# Extracted text:
------------------------

In any case, I was so excited and happy to meet all of these people! There's something so easy and refreshing about hanging out with other people who also make videos, because we all share similar hardships and understand exactly what to do when the other person's recording. We all happily commiserate with each other on the time it takes to edit or add subtitles, talk about how we deal with negative comments, and brainstorm ideas for collaborating. Most of us YouTubers start out making videos alone, so meeting other people who do the same things and think about the same problems is always really fun.

YouTube is strange because you see someone's image and hear their voice online, and you get to feel like you know them even when you've never met before in real life. When you finally get a chance to meet, many people (myself being one of them) often act like you've met a dozen times before. This goes for meetups where both people are YouTubers, and it also goes for meetups where one person's a video maker and the other is a viewer. I love this. The main point of my original too-long-tweet was wanting to talk about this.

I was very luckily able to meet quite a few people in Tokyo I just so happened to dumbly stumble past at the right time who recognized me and thankfully called out. It happens every now and then in Nagoya, but Nagoya is a smaller city and to be honest I don't leave the house that often anyway, so it's not a fairly frequent occurrence.

I remembered to take two pictures.




It feels really strange.

I'm very, very happy to meet these people, always. Like I said before, it's easy to talk to people like friends when they already know a bit about you, and especially when you share the common experience of being in Japan. It feels like I have friends everywhere. But it's also embarrassing, because I am always unsatisfied with something about our videos, and I can't feel proud to meet people and be like, "Yeah! I made those videos!" I feel more like, "Yeah, I made those videos, although I suck at speaking and I don't think I got my point across correctly here" or "I kind of changed a little bit since that video and it doesn't really reflect my mindset anymore" or "I don't know if you noticed how shaky our camera was or how horrible the sound quality was but it was really unprofessional and at this point with our channel I feel like we should have been doing better."

------------------------

# Task goal:
In the text about meeting other YouTubers, why does the writer say being recognized in Nagoya doesn't happen often? The rows are separate material with no connection to the text.

Excerpts from point annotation data
------------------------

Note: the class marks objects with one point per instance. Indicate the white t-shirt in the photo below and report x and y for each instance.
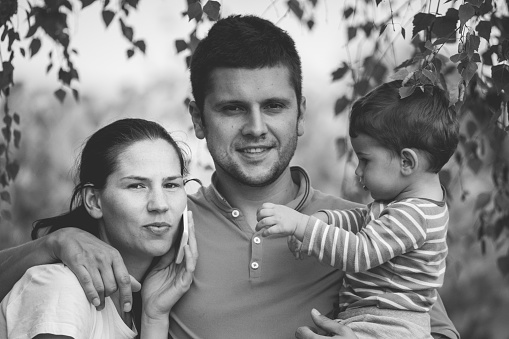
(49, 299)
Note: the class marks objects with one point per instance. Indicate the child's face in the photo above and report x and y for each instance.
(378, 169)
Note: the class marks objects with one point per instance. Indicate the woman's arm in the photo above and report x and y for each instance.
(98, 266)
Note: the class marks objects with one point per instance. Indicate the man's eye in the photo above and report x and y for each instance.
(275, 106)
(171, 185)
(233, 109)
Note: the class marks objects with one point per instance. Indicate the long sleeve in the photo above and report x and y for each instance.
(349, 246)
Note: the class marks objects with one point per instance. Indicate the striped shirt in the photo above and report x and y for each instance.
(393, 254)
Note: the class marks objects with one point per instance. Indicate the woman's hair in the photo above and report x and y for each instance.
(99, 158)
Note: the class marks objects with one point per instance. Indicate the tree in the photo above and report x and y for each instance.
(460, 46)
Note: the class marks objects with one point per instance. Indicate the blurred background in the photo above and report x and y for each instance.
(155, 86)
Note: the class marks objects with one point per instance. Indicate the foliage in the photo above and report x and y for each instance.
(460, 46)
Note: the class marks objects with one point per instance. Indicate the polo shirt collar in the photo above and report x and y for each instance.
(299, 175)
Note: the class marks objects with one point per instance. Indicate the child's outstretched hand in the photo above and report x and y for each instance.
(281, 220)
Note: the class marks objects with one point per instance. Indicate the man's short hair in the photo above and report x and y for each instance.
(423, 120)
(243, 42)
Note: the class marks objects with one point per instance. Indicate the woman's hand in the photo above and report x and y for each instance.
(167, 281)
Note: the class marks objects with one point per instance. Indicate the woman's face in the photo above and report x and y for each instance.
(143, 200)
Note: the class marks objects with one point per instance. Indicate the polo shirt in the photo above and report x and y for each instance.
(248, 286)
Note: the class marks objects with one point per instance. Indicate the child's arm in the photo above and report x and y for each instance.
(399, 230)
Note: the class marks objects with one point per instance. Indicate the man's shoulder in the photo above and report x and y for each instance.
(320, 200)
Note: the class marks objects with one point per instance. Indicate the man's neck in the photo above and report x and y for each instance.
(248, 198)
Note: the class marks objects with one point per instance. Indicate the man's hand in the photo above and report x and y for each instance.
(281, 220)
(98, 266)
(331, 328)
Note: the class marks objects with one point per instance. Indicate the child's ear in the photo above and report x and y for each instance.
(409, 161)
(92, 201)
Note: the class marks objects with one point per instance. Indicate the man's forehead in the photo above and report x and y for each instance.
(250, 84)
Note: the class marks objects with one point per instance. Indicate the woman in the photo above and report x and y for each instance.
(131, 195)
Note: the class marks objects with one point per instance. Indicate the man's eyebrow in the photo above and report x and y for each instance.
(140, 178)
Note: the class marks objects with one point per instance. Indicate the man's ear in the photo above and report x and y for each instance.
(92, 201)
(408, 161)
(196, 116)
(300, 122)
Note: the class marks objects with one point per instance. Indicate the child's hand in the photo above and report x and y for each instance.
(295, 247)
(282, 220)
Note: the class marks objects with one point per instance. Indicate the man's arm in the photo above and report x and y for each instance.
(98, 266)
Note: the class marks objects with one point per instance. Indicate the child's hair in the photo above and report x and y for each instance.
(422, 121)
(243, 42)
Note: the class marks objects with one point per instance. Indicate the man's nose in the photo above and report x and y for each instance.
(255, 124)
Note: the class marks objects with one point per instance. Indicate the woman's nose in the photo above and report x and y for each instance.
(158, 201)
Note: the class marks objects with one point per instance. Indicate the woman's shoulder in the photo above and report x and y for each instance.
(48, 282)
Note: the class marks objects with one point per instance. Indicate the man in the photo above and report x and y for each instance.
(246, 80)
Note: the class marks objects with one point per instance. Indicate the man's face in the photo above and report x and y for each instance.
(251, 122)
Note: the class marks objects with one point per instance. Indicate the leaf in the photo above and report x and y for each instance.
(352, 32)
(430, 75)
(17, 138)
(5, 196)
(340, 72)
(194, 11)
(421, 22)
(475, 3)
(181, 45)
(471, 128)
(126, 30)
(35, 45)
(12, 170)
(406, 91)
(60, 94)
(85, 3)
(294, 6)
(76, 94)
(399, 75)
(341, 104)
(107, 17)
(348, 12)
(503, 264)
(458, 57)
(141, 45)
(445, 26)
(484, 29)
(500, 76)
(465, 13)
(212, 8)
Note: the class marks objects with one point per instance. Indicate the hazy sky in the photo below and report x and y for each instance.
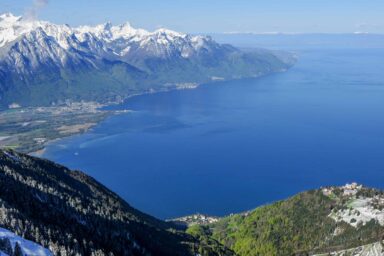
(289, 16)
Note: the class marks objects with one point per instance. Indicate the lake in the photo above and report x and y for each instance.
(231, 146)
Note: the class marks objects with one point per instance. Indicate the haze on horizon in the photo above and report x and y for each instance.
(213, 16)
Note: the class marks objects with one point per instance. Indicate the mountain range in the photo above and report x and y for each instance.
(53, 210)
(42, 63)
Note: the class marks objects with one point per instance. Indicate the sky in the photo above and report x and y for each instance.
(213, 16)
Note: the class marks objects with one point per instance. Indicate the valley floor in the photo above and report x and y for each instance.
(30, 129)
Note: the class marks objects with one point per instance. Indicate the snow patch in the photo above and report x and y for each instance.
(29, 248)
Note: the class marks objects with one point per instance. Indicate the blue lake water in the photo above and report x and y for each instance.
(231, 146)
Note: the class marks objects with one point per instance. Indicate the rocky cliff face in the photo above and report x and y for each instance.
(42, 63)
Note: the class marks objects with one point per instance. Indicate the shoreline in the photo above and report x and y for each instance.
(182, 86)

------------------------

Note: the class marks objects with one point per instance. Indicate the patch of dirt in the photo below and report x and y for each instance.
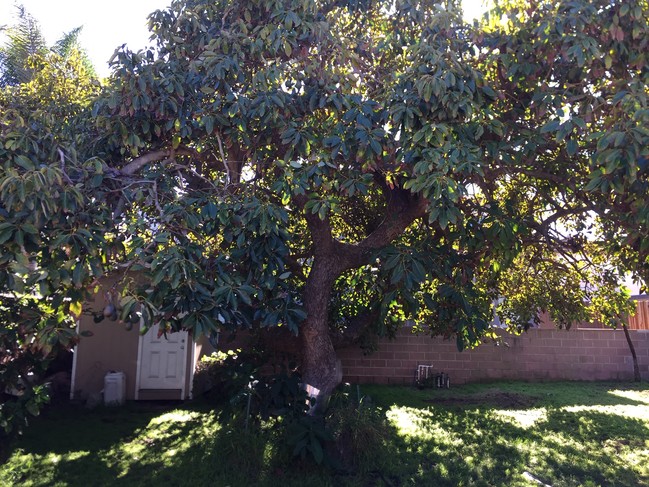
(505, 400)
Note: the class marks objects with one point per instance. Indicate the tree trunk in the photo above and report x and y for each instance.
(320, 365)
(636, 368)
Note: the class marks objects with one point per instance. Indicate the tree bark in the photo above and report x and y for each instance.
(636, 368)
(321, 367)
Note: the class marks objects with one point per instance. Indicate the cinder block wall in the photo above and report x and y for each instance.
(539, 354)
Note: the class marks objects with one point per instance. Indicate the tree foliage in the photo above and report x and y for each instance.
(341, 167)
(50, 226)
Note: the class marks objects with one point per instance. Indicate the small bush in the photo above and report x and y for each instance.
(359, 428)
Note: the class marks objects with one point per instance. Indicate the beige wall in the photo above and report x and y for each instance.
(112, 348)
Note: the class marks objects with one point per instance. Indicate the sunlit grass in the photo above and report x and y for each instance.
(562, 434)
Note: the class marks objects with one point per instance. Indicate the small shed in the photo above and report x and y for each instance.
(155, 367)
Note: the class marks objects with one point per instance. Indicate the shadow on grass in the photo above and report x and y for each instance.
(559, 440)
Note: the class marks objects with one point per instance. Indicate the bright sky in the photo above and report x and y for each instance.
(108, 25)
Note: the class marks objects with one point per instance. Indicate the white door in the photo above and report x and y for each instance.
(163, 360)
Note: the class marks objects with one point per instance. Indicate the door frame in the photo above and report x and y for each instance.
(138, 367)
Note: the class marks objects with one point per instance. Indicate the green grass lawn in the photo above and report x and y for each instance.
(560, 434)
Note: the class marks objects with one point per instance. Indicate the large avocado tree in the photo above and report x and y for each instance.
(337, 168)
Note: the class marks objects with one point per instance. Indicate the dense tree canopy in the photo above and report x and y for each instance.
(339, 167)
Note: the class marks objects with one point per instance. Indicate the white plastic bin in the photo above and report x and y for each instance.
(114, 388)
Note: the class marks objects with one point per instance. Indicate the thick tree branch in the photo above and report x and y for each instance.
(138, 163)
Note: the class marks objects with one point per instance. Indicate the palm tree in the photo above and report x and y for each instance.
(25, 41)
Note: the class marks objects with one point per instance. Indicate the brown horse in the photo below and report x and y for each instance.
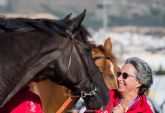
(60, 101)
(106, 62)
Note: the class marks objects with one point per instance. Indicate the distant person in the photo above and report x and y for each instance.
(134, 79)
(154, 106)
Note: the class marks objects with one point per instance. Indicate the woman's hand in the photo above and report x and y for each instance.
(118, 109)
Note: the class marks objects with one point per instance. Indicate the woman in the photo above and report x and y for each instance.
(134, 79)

------------------------

# Response to this exercise:
Nagoya is a smaller city, and the writer doesn't leave the house that often.